_DIRECTION_. Please reproduce the listing character for character, beginning at the line that contains "Note: in this drill the class marks the white shirt" and stopping after the final line of the listing.

------------

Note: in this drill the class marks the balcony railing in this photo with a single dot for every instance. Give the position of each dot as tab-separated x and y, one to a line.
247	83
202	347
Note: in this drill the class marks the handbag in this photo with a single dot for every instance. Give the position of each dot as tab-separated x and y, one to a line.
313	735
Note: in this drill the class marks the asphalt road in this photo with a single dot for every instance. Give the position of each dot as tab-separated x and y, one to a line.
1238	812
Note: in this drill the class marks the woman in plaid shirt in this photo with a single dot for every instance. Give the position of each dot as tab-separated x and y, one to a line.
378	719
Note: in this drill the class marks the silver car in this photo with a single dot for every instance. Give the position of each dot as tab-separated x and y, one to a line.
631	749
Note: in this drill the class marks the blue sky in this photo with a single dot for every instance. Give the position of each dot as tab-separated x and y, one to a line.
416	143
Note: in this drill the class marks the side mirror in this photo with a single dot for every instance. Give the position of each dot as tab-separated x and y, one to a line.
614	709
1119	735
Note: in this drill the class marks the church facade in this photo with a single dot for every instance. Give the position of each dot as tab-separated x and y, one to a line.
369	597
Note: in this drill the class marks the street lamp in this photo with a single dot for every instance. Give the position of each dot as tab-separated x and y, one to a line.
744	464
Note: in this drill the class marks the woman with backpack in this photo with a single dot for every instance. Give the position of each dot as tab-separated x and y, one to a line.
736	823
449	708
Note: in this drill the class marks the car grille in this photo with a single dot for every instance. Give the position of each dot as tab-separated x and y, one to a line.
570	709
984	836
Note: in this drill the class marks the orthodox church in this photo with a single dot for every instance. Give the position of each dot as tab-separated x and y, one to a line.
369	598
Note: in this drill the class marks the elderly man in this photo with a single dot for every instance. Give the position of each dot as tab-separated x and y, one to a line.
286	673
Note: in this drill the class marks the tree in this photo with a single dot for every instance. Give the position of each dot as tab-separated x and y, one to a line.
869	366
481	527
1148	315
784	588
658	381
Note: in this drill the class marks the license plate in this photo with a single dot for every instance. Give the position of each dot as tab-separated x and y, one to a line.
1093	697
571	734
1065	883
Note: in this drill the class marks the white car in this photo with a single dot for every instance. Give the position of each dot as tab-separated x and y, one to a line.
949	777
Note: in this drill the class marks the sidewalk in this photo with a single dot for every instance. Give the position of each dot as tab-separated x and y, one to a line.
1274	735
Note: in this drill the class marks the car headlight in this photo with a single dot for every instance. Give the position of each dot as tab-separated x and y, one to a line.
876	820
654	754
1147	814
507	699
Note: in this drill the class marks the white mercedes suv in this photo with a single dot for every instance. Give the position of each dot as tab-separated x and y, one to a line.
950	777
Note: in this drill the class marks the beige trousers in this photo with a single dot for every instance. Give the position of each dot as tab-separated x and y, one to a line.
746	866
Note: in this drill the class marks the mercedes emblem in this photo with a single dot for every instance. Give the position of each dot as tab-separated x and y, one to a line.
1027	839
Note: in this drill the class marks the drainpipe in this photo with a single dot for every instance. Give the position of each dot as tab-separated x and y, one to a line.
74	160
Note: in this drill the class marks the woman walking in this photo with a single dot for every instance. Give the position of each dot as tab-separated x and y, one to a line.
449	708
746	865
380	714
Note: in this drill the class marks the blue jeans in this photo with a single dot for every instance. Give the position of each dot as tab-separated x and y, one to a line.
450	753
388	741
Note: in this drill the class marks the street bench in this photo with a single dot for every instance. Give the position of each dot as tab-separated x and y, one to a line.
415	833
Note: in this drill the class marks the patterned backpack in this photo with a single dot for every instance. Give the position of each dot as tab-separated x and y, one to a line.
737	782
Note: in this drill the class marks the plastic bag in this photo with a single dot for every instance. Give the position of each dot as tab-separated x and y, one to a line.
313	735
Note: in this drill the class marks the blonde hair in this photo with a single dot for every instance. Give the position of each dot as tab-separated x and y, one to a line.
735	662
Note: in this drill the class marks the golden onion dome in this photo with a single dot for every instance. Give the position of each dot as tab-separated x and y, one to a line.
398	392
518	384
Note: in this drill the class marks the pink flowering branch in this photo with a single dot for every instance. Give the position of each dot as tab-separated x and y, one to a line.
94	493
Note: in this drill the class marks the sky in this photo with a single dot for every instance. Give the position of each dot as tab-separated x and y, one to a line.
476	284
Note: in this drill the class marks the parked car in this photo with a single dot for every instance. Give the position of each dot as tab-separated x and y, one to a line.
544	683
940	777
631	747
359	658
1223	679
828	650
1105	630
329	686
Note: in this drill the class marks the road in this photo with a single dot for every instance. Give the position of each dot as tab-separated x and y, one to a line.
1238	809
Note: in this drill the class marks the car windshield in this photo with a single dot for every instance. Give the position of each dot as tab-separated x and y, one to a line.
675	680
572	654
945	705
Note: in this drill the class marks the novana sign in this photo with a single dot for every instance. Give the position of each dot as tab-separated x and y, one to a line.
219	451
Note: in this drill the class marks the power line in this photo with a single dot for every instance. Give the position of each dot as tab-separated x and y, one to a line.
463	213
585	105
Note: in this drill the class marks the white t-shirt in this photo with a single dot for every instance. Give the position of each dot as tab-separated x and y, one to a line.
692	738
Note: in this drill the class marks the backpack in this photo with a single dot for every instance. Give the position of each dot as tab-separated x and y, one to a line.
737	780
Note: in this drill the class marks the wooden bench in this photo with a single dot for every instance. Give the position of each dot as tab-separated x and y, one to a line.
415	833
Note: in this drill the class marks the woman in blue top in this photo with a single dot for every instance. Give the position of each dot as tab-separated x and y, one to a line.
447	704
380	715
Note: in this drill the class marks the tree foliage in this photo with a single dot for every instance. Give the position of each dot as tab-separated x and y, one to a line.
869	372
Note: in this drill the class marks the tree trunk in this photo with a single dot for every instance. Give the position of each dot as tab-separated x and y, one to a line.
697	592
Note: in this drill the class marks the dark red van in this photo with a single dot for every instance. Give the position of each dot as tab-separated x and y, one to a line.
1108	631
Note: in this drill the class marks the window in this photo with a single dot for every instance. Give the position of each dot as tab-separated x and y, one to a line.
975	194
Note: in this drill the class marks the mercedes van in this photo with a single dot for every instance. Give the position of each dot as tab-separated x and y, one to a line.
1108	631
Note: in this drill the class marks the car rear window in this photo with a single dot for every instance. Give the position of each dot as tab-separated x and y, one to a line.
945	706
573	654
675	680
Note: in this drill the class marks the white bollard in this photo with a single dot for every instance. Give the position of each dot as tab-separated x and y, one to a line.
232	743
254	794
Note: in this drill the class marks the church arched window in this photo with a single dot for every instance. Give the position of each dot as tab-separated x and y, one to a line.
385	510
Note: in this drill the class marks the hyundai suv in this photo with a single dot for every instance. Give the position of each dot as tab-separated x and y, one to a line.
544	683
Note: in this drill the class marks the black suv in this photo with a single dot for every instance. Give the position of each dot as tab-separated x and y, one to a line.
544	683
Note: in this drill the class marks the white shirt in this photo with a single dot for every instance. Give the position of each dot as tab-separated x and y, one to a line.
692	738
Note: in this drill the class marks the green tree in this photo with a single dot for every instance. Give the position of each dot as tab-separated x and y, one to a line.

------------

_EXERCISE OUTPUT_.
Note: in this drill the class marks the white shirt in this photo with a single dot for every instance. Give the position of each dot as tab-separated x and y, one to a line.
692	738
Note: in this drill the class marks the green tree in this photo with a single dot for every instance. Give the position of each dot as tab-separated x and y, one to a line.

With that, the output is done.